*Work task 1*:
Which banks does the article on US consumers' shrinking savings and rising debt name in describing the events of the past week?
*Work task 2*:
Answer these questions about the article on US consumers' shrinking savings and rising debt:
(a) Which earlier crisis have the events of the past week been compared to?
(b) By what percentage were February retail sales up from a year earlier?
(c) What record high did credit card balances reach in the last quarter of 2022?
*Work task 3*:
Pick up the article on US consumers' shrinking savings and rising debt after its last sentence and continue it.

*Excerpted passage*:
--------
Shrinking Savings and Rising Debt: US Consumers Face Uncertain Financial Future

Bullion Bite
Shrinking Savings and Rising Debt: US Consumers Face Uncertain Financial Future

Recent turmoil in the banking industry has renewed fears of a slowing economy and placed many American households in a precarious financial position. A significant number of consumers have been whittling down their savings and taking on increasing amounts of debt, leaving them vulnerable to an economic downturn. The events of the past week, which included the takeover of Silicon Valley Bank, the bailout of Credit Suisse, and the lifeline thrown to First Republic Bank, have drawn parallels to the 2008 financial crisis. Banks are likely to tighten up their lending, putting added pressure on already-strained consumers, potentially leading to layoffs at companies facing declining sales.

Consumers have largely been able to increase their spending, despite inflation hitting its highest levels in decades. Retail sales declined slightly in February compared to January, but they were still up 5.4% from a year earlier. However, wages have not kept up with inflation, leading Americans to turn to their credit cards and savings accounts to maintain their spending habits. Credit card balances increased by $61 billion to a record high of $986 billion in the last quarter of 2022, while auto loan balances rose by $94 billion. The percentage of credit card holders carrying debt from month to month has also increased, and auto loan delinquencies have been rising.
--------
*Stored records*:
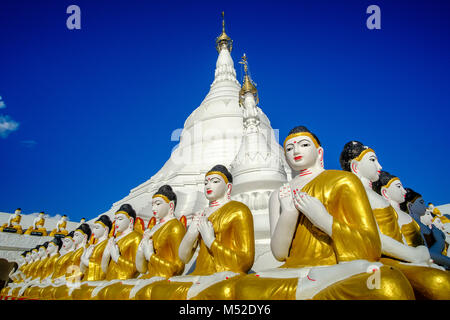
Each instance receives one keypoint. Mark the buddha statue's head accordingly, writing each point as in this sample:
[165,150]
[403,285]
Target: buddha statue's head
[56,242]
[81,234]
[21,259]
[164,202]
[28,256]
[35,253]
[43,250]
[414,203]
[124,218]
[390,187]
[302,149]
[361,160]
[102,226]
[437,222]
[68,241]
[53,246]
[218,183]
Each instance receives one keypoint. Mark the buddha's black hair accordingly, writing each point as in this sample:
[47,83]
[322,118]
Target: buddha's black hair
[352,150]
[106,220]
[167,191]
[45,244]
[128,209]
[86,229]
[224,170]
[384,179]
[410,196]
[58,242]
[303,129]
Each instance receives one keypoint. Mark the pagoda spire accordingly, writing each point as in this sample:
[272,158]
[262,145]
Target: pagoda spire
[224,40]
[247,85]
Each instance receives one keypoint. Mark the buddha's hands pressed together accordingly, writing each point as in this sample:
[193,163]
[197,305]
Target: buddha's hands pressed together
[86,255]
[207,232]
[148,249]
[285,198]
[422,255]
[113,250]
[312,208]
[194,226]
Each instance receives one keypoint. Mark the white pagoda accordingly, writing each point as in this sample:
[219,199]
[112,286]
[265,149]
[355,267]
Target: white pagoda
[227,128]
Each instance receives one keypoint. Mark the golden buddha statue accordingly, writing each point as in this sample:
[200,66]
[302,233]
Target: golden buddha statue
[119,256]
[402,247]
[73,274]
[91,260]
[13,224]
[18,276]
[61,266]
[224,232]
[37,229]
[157,255]
[61,228]
[323,228]
[53,247]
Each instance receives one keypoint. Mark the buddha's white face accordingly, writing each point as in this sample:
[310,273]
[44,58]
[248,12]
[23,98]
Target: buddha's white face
[427,218]
[42,252]
[52,248]
[122,222]
[78,237]
[395,192]
[67,243]
[438,224]
[418,206]
[216,187]
[368,167]
[160,207]
[99,230]
[301,153]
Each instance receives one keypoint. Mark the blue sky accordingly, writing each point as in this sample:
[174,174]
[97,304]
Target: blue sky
[91,111]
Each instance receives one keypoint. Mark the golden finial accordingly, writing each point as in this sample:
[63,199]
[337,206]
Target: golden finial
[223,21]
[224,38]
[247,85]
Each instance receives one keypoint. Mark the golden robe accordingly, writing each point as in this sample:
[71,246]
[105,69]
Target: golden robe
[427,282]
[39,228]
[232,250]
[411,232]
[47,269]
[94,272]
[72,275]
[61,266]
[18,227]
[165,262]
[354,237]
[125,267]
[62,231]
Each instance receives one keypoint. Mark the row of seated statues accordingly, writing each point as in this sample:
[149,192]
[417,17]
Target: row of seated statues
[354,233]
[37,228]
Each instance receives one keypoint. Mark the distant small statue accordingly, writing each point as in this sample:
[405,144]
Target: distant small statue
[13,224]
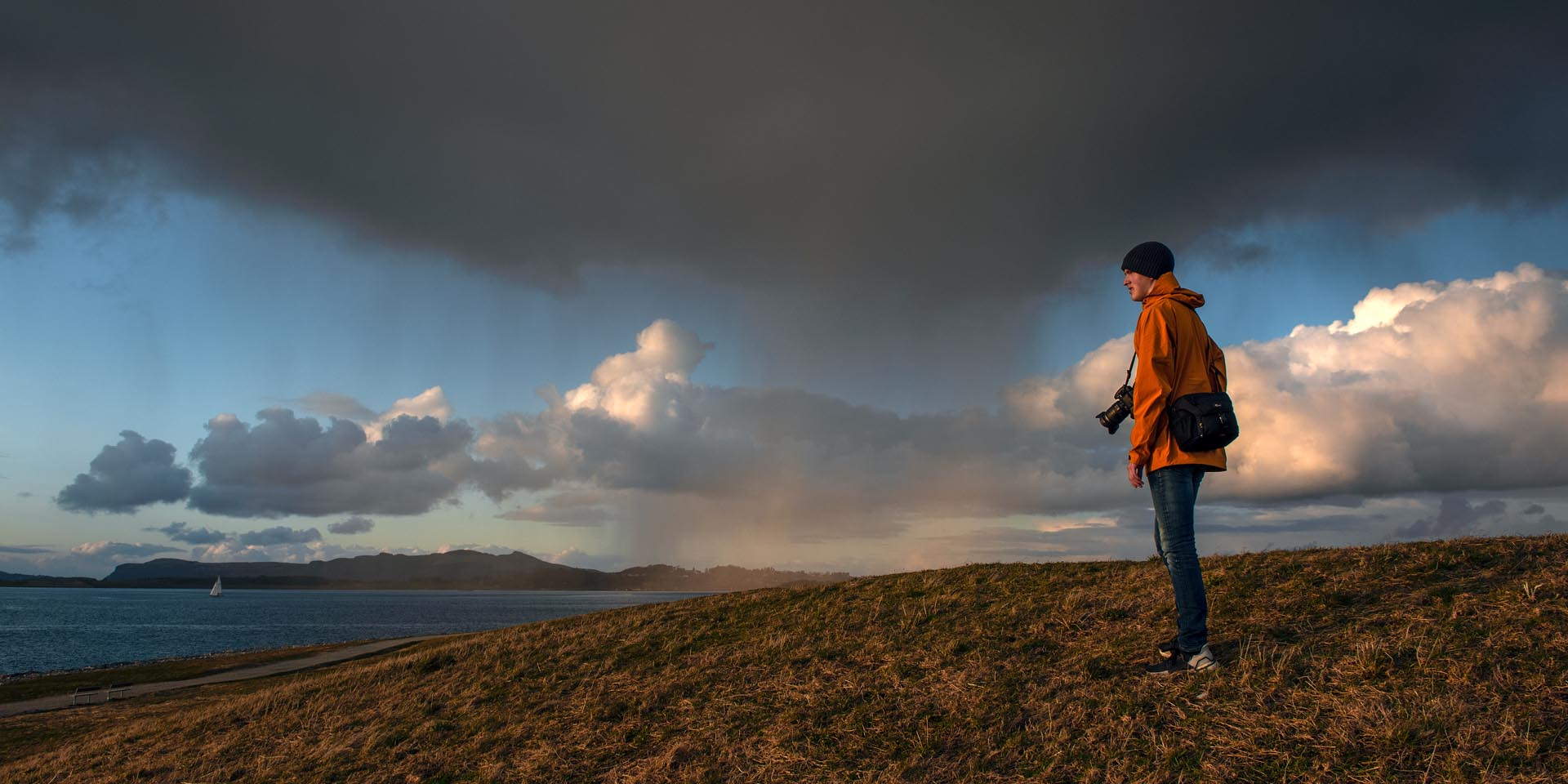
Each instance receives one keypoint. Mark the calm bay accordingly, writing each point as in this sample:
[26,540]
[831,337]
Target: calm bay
[44,629]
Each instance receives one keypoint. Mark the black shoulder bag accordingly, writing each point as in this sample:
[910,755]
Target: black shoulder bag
[1201,421]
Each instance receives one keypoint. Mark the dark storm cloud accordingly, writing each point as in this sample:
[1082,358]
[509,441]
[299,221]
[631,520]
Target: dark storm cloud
[126,475]
[969,151]
[295,466]
[182,532]
[1455,516]
[356,524]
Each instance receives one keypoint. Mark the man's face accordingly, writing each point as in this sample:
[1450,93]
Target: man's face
[1137,284]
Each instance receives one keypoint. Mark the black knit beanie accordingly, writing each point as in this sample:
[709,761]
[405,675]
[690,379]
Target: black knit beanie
[1152,259]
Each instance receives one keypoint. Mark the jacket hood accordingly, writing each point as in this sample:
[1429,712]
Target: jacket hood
[1165,287]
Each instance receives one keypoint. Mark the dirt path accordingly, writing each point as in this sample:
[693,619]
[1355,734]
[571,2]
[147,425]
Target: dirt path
[327,657]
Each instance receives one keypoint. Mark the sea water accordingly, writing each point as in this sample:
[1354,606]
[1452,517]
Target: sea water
[44,629]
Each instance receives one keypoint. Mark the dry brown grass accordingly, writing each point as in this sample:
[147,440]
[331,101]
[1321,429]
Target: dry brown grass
[1405,662]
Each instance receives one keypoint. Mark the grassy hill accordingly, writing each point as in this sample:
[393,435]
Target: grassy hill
[1405,662]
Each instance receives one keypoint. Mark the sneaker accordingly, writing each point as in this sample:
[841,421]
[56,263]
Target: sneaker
[1179,662]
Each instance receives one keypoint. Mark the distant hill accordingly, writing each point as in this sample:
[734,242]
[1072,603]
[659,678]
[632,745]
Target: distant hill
[1388,664]
[451,569]
[42,581]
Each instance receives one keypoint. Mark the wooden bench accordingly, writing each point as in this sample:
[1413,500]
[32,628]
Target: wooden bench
[85,693]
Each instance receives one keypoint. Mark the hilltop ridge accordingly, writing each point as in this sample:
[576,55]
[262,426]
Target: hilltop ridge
[448,569]
[1397,662]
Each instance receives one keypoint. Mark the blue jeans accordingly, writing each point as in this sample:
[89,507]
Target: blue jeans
[1175,490]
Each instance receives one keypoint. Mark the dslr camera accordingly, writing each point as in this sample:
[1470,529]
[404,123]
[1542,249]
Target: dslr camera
[1118,412]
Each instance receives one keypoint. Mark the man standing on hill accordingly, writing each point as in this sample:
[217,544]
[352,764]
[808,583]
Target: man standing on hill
[1175,358]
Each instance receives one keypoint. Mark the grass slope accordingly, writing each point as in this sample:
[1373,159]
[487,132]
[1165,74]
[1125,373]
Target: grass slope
[1404,662]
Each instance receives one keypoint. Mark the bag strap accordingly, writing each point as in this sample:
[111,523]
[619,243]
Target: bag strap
[1214,383]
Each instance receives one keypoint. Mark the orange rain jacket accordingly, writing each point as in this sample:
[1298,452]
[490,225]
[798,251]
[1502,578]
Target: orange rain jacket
[1176,358]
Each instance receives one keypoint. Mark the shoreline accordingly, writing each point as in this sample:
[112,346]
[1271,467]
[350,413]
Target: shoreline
[33,675]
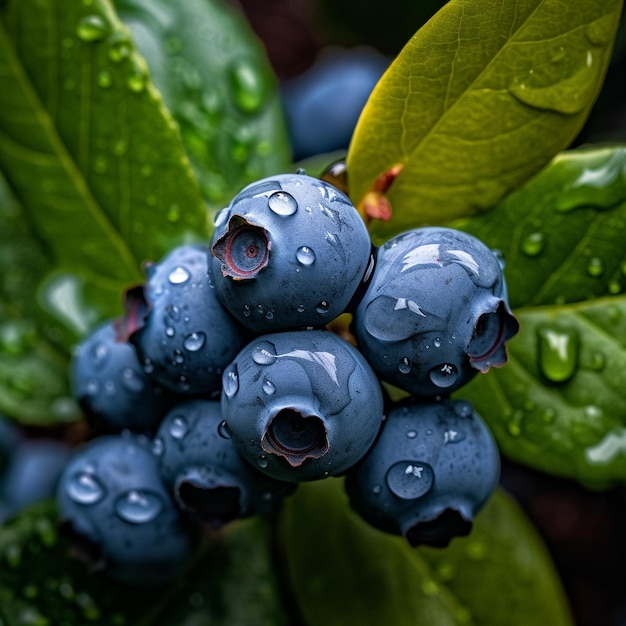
--------
*Written answer 1*:
Silicon Valley Bank, Credit Suisse, and First Republic Bank.

*Written answer 2*:
(a) The 2008 financial crisis.
(b) 5.4%.
(c) $986 billion.

*Written answer 3*:
Americans have spent down about half of the savings they accumulated during the pandemic, going from about $2.1 trillion in excess savings from the influx of government stimulus checks and reduced spending during lockdowns to around $900 billion as of the third quarter last year. The percentage of people’s paycheck going into savings has fallen to about half of what it was prior to the pandemic, according to data from the Federal Reserve Bank of St. Louis.

The Federal Reserve's moves on interest rates next week will be closely watched by investors, economists, and corporate executives. Another round of rate increases would make it costlier for consumers to borrow money to finance a home or buy a car or to carry a balance on their credit cards, putting pressure on businesses looking to borrow money. But with inflation persistently high, some economists say the Federal Reserve has no choice but to continue hiking rates to tamp down spending. Another key factor economists are watching is the job market, which has remained strong in part because consumers have kept up their spending.

"The backbone of consumer spending activity is the labor market," said Gregory Daco, chief economist at EY-Parthenon. "If the labor market shows significant signs of cooling, moderation, or weakening, it will directly affect household incomes and consequently their ability and desire to spend."